Stored entries
☆ ☆ ☆

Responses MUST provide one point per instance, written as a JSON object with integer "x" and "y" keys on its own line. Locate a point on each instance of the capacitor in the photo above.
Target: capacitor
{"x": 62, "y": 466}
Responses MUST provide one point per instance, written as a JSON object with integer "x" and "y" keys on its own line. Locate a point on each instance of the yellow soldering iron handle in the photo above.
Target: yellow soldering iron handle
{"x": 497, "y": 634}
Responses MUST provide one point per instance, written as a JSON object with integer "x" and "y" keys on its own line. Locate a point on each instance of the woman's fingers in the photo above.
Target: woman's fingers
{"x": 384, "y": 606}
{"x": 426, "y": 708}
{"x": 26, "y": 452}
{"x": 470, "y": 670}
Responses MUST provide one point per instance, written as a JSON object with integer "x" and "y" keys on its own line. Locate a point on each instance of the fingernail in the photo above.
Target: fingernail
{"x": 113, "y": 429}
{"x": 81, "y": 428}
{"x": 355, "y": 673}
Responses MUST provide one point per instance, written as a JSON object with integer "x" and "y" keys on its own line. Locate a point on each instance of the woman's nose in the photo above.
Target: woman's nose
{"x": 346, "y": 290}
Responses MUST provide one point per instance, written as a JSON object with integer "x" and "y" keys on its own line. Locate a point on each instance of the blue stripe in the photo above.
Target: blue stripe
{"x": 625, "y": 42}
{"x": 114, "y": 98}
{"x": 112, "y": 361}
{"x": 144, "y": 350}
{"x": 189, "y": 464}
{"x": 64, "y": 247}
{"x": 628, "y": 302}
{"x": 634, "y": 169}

☆ ☆ ☆

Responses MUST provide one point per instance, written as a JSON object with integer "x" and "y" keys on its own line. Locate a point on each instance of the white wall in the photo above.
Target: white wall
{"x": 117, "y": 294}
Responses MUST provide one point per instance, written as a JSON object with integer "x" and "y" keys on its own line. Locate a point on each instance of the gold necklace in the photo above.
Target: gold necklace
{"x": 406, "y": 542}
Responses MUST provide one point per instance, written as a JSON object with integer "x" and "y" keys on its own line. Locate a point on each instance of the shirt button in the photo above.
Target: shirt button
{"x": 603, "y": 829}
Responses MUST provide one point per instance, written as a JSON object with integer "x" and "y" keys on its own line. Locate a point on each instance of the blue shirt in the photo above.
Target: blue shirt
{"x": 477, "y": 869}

☆ ☆ ☆

Every line in the data that holds the string "with" should be returned.

> _Output for this task_:
Responses MUST provide one point per instance, written as a JSON object with integer "x" and "y" keys on its own line. Locate a point on each instance of the capacitor in the photo above.
Responses MUST provide one point per instance, written as a JSON object with integer "x" and "y" keys on its own line. Locate a point on each instance of the yellow soldering iron handle in the photo above.
Responses MUST provide one point per instance, written as a JSON object with integer "x" and "y" keys on its own line. Locate a point on each instance of the woman's fingers in the photo above.
Responses MUST provide one point per instance, written as a JSON object with integer "x" and "y" keys on its own line. Locate a point on each instance of the fingernail in the photo above.
Responses MUST provide one point per instance, written as a JSON object with integer "x" and "y" keys on its own line. Locate a point on each instance of the woman's nose in the photo above.
Responses MUST provide one point per instance, written as a JSON object with integer "x" and "y" keys on its own line. Locate a point on each instance of the blue stripe in the photo above.
Responses MUST provide one point per instance, written as a JSON object with integer "x" and "y" keys on its own line. Locate a point on each instance of the white wall in the photo above.
Responses MUST provide one point per instance, written as a JSON object with integer "x" and "y" keys on its own line. Locate a point on each instance of the gold necklace in the photo above.
Responses MUST provide one point per instance, written as a JSON object with integer "x" and "y" keys on its own line. Locate a point on each instance of the shirt button in the photo above.
Responses MUST provide one point per instance, written as a JSON object with integer "x" and "y" keys on its own line. Locate a point on each instance of the blue shirt in the photo above.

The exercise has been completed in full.